### Work to be completed
Every line from the one with "boot in this photo." to the end of the data needs to be copied exactly, and no line before it.

### Data to process
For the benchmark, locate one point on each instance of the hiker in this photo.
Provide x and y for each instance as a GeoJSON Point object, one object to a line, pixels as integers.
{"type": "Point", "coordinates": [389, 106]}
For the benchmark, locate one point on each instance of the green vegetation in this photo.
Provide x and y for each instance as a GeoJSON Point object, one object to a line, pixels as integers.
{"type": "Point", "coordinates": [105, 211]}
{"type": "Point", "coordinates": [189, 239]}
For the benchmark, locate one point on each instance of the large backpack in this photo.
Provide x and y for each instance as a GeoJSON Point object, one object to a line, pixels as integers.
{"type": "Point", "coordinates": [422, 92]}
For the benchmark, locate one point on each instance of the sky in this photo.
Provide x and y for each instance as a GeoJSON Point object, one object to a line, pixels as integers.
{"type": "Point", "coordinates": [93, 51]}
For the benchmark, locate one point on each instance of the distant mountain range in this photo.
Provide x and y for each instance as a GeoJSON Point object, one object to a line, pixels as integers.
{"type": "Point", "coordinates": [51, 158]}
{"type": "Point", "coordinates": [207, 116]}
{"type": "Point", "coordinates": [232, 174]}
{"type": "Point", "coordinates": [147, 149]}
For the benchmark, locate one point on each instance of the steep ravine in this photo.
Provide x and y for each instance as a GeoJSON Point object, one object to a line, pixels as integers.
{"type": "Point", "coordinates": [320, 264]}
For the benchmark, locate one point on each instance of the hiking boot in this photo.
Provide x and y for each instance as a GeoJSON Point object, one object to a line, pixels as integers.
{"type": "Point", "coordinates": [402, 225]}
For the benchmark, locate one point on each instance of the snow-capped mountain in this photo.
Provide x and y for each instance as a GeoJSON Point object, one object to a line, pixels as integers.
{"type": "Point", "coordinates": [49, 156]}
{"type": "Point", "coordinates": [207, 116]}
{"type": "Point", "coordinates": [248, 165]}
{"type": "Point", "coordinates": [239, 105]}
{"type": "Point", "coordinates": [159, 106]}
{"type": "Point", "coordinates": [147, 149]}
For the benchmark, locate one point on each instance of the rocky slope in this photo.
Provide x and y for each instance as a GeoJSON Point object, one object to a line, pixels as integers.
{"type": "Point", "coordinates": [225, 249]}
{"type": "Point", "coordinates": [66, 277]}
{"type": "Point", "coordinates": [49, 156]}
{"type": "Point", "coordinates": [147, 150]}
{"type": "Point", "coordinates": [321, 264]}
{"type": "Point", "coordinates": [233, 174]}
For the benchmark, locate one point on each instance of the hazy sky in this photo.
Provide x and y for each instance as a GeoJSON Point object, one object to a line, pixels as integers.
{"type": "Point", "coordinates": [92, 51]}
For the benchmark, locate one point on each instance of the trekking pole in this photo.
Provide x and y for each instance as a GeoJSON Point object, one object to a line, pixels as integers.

### Solution below
For the benchmark, locate one point on each instance of the hiking boot in this photo.
Provide x and y for each instance as a GeoJSON Point object, one object to a line, pixels as integers.
{"type": "Point", "coordinates": [402, 225]}
For the benchmark, locate one point on each instance of the snow-capped mountain in this photo.
Provide x and y for each instance as a GeoJSON Point object, one object to a line, pixels as integers.
{"type": "Point", "coordinates": [49, 156]}
{"type": "Point", "coordinates": [207, 116]}
{"type": "Point", "coordinates": [248, 165]}
{"type": "Point", "coordinates": [239, 105]}
{"type": "Point", "coordinates": [159, 106]}
{"type": "Point", "coordinates": [147, 149]}
For the benchmark, locate one point on each instance of the rocky slope in this photo.
Provide x and y for each instance as a GeoJSON Point object, one object to a line, pixels as integers.
{"type": "Point", "coordinates": [225, 249]}
{"type": "Point", "coordinates": [66, 277]}
{"type": "Point", "coordinates": [49, 156]}
{"type": "Point", "coordinates": [147, 150]}
{"type": "Point", "coordinates": [321, 264]}
{"type": "Point", "coordinates": [233, 174]}
For the benchmark, locate one point on each instance of the hazy sky in this photo.
Provide x and y for each instance as a GeoJSON Point object, one object to a line, pixels as integers.
{"type": "Point", "coordinates": [92, 51]}
For the benchmark, locate one point on each instance of the trekking pole in this photo.
Provide x and y for each instance as a GeoJSON Point object, one object to a line, pixels as integers.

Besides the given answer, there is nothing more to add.